We focus our attention first on the propriety of the preliminary injunction against the three appellants, Futura, Seaboard, and Lone Star. Futura asserts that because it is merely the present owner of the contaminated property, it bears no responsibility for the pollution generated by the former wood-treating plant long before Futura purchased the property. Futura maintains that its brief connection to the site cannot, as a matter of law, support the trial court's imposition of liability against it for violations of Chapter 24. Seaboard contends that it was responsible neither for supervising nor for directing the wood-treating operation and was merely a passive owner/lessor of the unimproved property. It asserts that because the record is devoid of evidence suggesting that Seaboard had any knowledge of the hazardous wastes discharged during the wood-treating procedures, *354 the trial court committed error in holding Seaboard liable for violations of Chapter 24. Lone Star argues that the county failed to prove that it violated the anti-pollution and nuisance provisions of the Dade County Code. We reject all of these arguments.

────

PROMPT: Retype the passage on the preliminary injunction against Futura, Seaboard, and Lone Star in full, with no changes.

Point-per-instance localization data:
────

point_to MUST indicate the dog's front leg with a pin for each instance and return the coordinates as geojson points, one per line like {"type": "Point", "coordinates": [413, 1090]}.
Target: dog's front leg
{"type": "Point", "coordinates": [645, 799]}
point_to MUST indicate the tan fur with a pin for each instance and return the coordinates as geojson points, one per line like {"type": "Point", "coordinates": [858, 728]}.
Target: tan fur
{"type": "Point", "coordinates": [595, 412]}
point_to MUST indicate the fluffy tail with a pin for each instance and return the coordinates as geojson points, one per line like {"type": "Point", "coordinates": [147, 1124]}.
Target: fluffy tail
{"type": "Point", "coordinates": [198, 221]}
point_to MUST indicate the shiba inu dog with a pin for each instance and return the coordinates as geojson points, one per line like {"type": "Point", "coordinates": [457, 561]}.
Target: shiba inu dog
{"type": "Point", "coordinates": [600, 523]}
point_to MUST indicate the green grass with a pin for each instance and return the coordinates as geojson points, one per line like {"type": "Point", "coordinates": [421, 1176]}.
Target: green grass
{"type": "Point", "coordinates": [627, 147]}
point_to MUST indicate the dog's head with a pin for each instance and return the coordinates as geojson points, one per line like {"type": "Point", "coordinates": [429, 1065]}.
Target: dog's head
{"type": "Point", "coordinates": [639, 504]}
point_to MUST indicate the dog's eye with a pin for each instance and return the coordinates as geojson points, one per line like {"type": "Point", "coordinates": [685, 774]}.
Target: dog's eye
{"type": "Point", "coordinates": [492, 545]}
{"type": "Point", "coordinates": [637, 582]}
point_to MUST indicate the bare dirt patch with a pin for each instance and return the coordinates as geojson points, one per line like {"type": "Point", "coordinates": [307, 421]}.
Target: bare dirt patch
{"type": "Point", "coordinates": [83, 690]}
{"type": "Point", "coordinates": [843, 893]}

────

COMPLETED TASK:
We focus our attention first on the propriety of the preliminary injunction against the three appellants, Futura, Seaboard, and Lone Star. Futura asserts that because it is merely the present owner of the contaminated property, it bears no responsibility for the pollution generated by the former wood-treating plant long before Futura purchased the property. Futura maintains that its brief connection to the site cannot, as a matter of law, support the trial court's imposition of liability against it for violations of Chapter 24. Seaboard contends that it was responsible neither for supervising nor for directing the wood-treating operation and was merely a passive owner/lessor of the unimproved property. It asserts that because the record is devoid of evidence suggesting that Seaboard had any knowledge of the hazardous wastes discharged during the wood-treating procedures, *354 the trial court committed error in holding Seaboard liable for violations of Chapter 24. Lone Star argues that the county failed to prove that it violated the anti-pollution and nuisance provisions of the Dade County Code. We reject all of these arguments.